(Material provided)

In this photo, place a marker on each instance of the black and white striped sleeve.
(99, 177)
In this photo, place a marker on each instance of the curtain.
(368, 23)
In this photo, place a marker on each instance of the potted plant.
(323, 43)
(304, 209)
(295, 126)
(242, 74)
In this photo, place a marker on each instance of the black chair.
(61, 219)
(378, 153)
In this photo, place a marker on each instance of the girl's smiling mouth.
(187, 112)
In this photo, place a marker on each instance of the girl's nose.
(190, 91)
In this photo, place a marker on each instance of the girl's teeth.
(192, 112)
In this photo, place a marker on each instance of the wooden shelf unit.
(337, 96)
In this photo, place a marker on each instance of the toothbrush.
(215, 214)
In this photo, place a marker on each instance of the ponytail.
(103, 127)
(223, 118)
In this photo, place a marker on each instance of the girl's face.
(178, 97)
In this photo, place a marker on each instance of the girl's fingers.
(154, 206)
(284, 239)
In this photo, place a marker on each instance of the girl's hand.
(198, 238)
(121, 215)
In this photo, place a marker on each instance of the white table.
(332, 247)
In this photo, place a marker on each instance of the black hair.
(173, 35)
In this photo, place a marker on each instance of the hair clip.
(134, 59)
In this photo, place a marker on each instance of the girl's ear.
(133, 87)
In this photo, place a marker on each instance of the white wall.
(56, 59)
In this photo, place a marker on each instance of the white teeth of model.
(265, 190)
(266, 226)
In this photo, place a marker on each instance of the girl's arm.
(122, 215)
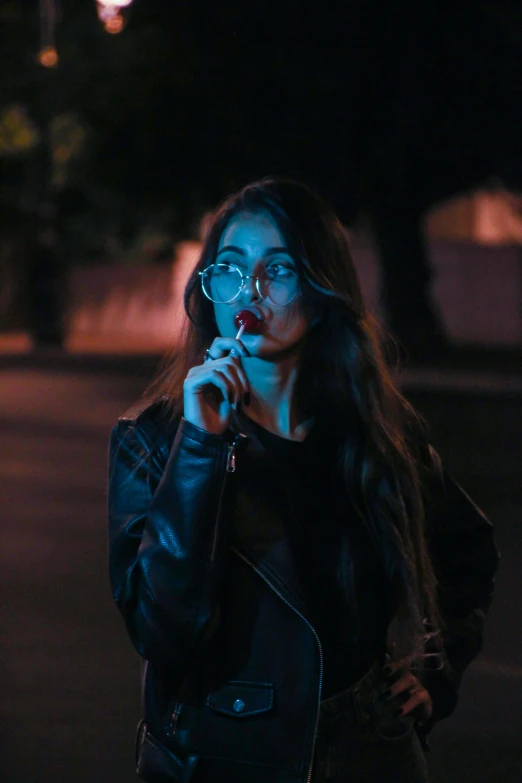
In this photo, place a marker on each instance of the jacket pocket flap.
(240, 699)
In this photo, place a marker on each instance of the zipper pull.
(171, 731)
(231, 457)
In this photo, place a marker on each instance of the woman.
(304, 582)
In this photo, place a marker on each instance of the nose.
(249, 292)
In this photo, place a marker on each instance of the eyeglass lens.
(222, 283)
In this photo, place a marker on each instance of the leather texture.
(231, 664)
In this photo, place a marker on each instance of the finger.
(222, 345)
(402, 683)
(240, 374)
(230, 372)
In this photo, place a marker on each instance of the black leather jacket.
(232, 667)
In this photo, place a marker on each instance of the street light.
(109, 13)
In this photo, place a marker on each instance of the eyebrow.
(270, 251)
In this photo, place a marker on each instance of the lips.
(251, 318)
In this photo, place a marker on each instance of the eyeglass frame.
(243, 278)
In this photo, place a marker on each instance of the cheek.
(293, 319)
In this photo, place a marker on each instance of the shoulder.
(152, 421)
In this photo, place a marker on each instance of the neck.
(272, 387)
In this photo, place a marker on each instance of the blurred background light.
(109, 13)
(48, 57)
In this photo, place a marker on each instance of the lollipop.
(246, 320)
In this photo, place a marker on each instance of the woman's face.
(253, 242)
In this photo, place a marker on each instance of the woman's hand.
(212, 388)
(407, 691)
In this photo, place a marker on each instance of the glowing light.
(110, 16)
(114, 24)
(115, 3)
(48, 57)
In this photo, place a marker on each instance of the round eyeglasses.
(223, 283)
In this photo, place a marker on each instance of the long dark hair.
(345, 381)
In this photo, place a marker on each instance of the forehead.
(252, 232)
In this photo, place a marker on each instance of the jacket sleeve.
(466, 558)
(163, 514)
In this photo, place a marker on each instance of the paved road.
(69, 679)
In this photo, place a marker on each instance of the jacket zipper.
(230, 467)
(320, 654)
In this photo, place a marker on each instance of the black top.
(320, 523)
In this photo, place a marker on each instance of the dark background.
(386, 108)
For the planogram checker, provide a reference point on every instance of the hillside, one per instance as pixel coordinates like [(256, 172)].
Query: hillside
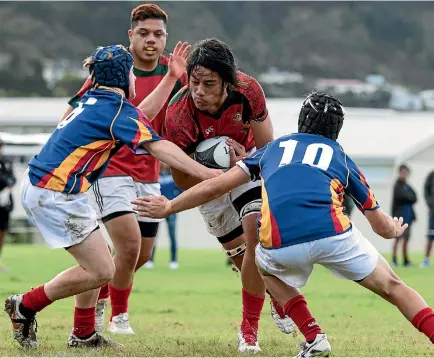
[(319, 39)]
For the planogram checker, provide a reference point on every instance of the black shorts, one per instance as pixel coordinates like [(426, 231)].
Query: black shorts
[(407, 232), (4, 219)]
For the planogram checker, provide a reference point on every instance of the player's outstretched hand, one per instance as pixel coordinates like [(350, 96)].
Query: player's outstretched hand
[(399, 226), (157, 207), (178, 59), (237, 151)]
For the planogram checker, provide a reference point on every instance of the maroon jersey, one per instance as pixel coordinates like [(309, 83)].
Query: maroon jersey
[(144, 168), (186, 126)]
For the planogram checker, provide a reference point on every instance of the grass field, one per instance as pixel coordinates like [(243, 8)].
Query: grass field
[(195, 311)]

(End Material provided)
(Material provided)

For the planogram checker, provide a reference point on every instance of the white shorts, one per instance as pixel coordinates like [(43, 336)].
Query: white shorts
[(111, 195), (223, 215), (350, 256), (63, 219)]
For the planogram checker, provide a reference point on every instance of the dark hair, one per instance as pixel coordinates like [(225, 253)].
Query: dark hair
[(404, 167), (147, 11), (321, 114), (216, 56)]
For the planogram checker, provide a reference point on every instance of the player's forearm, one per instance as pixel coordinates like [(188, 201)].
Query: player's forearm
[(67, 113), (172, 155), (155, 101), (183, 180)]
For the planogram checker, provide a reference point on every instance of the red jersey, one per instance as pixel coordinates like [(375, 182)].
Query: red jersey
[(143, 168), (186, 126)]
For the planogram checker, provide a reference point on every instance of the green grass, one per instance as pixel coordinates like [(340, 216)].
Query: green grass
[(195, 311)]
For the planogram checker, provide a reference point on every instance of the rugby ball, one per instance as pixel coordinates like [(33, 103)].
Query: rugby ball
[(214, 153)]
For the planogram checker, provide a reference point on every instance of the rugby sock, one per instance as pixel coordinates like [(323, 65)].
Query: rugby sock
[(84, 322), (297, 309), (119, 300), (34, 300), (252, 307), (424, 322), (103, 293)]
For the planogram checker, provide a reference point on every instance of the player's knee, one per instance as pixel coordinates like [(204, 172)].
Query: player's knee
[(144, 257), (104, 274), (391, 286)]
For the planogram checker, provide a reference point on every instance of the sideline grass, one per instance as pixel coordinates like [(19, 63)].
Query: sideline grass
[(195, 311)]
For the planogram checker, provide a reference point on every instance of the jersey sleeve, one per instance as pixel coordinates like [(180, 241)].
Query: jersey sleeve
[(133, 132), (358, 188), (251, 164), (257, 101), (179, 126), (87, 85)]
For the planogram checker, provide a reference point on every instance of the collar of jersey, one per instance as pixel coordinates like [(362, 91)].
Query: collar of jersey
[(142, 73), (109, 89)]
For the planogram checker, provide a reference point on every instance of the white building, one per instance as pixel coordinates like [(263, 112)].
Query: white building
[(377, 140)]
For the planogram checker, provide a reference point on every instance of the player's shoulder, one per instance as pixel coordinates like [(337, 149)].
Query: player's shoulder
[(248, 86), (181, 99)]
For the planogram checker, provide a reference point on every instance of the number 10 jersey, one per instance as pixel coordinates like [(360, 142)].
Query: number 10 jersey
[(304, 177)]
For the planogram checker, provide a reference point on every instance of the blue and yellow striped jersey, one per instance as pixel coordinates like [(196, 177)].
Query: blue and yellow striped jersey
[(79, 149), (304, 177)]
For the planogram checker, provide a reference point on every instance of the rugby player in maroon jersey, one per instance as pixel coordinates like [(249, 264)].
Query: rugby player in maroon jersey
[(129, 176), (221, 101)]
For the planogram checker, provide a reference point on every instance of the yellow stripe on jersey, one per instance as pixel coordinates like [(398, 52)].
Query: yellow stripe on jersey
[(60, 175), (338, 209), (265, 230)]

(End Material provided)
(Material provided)

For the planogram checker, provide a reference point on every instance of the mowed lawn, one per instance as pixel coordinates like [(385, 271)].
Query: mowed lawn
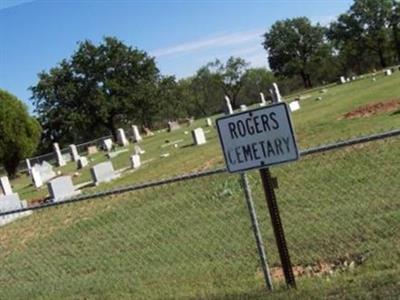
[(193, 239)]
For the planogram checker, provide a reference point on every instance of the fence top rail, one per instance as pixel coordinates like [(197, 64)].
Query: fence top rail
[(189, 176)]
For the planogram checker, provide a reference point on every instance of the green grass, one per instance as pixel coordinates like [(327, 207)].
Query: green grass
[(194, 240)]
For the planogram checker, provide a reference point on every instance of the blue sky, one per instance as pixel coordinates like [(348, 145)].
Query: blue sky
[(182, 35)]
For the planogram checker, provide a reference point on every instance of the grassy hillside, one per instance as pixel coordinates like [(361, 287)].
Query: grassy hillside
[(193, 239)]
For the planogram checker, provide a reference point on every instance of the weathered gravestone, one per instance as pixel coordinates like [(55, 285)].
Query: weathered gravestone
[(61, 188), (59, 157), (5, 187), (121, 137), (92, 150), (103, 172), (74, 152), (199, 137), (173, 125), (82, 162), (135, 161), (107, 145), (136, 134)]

(End Material provided)

> _Exercise requirements_
The reply should consist solely of the lines above from the one that has "like [(340, 216)]." through the one that has "like [(323, 65)].", reproduced exactly.

> _Exercise output_
For the planogram checker, provide a reference point on every instance of the green grass, one per instance as pixel coordinates like [(340, 216)].
Query: green grass
[(195, 311)]
For the planogram checker, provide a reference point on every instance of the rugby ball, one per instance as pixel coordinates like [(33, 103)].
Query: rugby ball
[(214, 153)]
For the planogram checker, provide a reference point on every instance of the rugby sock, one per instance as pixel coordinates like [(323, 65)].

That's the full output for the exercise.